Née en 1899, Beatrice Fry Hyslop fut diplômée en 1919 de Mount Holyoke, où elle était capitaine et star de l’équipe de basket. Elle obtint son master en 1924, et, après avoir enseigné à l’école secondaire, passé un an en France et publié son Répertoire critique des cahiers de doléances, en 1933, elle obtint son doctorat de Columbia, en 1934. Sa thèse fut publiée la même année, sous le titre de French Nationalism in 1789, according to the General Cahiers. Elle dut attendre 1936 pour se voir proposer un poste universitaire au Hunter College où, pour $150 par mois, elle enseignait l’Histoire de l’Europe, de 1500 à 1815, à cinq sections. Elle y resta jusqu’à sa retraite, en 1969, après avoir été finalement titularisée en 1954.

Beatrice Hyslop (1919)

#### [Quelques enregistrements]

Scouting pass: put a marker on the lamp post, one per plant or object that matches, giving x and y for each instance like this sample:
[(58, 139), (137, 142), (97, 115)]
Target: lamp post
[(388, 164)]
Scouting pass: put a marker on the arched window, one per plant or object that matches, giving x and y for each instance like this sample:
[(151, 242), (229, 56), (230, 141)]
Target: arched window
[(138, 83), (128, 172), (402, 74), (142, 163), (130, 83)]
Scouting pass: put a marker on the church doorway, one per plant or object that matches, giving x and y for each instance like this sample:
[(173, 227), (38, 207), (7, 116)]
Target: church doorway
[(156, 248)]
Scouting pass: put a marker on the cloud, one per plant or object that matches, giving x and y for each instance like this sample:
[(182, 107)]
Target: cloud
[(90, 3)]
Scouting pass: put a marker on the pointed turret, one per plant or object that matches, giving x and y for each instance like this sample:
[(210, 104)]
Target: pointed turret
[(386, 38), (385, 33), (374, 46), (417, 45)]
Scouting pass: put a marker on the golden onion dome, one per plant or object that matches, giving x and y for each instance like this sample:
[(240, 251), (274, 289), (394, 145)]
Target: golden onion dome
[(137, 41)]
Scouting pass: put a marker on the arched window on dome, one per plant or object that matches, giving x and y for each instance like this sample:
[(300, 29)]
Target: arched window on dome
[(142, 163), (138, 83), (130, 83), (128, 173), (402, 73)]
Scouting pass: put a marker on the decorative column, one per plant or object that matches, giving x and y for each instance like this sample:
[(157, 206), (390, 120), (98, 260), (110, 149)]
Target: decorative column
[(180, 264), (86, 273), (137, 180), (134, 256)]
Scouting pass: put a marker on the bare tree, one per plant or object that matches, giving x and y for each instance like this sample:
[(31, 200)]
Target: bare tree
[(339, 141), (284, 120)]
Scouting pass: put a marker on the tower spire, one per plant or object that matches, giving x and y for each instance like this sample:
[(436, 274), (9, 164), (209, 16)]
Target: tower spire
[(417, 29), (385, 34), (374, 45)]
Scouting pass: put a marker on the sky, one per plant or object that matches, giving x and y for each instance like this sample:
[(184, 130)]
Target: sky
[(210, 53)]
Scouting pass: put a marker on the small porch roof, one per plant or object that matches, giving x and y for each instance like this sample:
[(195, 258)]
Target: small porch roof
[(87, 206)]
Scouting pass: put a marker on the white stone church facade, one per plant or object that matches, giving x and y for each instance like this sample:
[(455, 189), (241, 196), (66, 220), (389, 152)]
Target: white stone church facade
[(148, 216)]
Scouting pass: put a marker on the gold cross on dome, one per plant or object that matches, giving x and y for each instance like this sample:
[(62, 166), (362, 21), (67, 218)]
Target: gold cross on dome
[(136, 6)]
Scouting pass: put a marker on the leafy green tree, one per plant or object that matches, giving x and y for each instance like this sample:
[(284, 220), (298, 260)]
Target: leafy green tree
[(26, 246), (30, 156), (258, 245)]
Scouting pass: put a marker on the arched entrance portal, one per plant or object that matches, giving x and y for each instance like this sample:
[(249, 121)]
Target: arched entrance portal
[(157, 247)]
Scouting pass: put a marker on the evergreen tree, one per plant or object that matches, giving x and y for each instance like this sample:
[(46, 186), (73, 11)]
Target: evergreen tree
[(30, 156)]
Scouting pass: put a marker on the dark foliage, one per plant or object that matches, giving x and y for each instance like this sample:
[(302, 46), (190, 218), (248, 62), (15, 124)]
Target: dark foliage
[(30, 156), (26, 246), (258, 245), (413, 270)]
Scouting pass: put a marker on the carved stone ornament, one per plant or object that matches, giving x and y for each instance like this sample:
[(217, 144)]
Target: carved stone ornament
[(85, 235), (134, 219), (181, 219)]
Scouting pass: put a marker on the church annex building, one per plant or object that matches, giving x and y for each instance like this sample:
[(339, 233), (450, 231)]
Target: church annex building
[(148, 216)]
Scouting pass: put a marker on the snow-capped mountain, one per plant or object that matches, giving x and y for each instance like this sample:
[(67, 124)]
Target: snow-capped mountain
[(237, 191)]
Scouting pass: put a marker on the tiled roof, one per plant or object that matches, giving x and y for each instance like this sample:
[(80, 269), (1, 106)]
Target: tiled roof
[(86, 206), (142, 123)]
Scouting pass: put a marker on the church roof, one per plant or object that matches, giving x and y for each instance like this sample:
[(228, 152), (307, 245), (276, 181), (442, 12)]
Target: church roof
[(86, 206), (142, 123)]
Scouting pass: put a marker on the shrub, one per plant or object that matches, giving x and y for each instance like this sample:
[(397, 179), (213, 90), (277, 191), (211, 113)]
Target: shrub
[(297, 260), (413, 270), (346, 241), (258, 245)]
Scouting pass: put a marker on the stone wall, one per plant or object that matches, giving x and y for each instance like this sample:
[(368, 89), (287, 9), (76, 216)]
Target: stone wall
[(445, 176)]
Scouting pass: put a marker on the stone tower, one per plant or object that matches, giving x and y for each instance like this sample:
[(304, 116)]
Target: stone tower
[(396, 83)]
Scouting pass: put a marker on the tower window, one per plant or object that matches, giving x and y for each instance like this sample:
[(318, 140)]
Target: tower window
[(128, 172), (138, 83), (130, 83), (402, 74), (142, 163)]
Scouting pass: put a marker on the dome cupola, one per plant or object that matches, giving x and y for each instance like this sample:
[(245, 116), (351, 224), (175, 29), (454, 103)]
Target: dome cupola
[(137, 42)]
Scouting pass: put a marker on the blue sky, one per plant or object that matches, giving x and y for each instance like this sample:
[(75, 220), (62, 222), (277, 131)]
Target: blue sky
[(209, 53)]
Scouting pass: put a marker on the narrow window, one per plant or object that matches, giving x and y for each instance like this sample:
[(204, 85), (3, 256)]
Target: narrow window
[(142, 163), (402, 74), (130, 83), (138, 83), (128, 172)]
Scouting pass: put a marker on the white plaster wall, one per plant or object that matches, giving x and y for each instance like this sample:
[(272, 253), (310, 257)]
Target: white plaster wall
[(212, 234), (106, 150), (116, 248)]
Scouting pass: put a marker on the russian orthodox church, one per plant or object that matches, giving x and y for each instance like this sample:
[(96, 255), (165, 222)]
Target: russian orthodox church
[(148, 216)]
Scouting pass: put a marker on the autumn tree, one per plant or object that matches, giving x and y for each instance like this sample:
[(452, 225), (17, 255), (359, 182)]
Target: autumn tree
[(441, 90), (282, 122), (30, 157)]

#### [TRAVAIL À FAIRE]
(1) Recopiez le passage du texte sur Beatrice Hyslop, depuis « Née en 1899, Beatrice » jusqu'à « titularisée en 1954. ».
(2) Répondez aux questions suivantes à l'aide du texte sur Beatrice Hyslop.
(a) En quelle année obtint-elle son master ?
(b) Combien était-elle payée par mois au Hunter College ?
(c) En quelle année fut-elle titularisée ?
(3) Traduisez en anglais cette phrase du texte sur Beatrice Hyslop : « Elle y resta jusqu’à sa retraite, en 1969, après avoir été finalement titularisée en 1954. »
Ce matériel n'est d'aucune utilité pour les exercices.

#### [CORRIGÉ]
(1)
Née en 1899, Beatrice Fry Hyslop fut diplômée en 1919 de Mount Holyoke, où elle était capitaine et star de l’équipe de basket. Elle obtint son master en 1924, et, après avoir enseigné à l’école secondaire, passé un an en France et publié son Répertoire critique des cahiers de doléances, en 1933, elle obtint son doctorat de Columbia, en 1934. Sa thèse fut publiée la même année, sous le titre de French Nationalism in 1789, according to the General Cahiers. Elle dut attendre 1936 pour se voir proposer un poste universitaire au Hunter College où, pour $150 par mois, elle enseignait l’Histoire de l’Europe, de 1500 à 1815, à cinq sections. Elle y resta jusqu’à sa retraite, en 1969, après avoir été finalement titularisée en 1954.

(2)
(a) En 1924.
(b) 150 dollars.
(c) En 1954.

(3) She remained there until her retirement in 1969, having finally been granted tenure in 1954.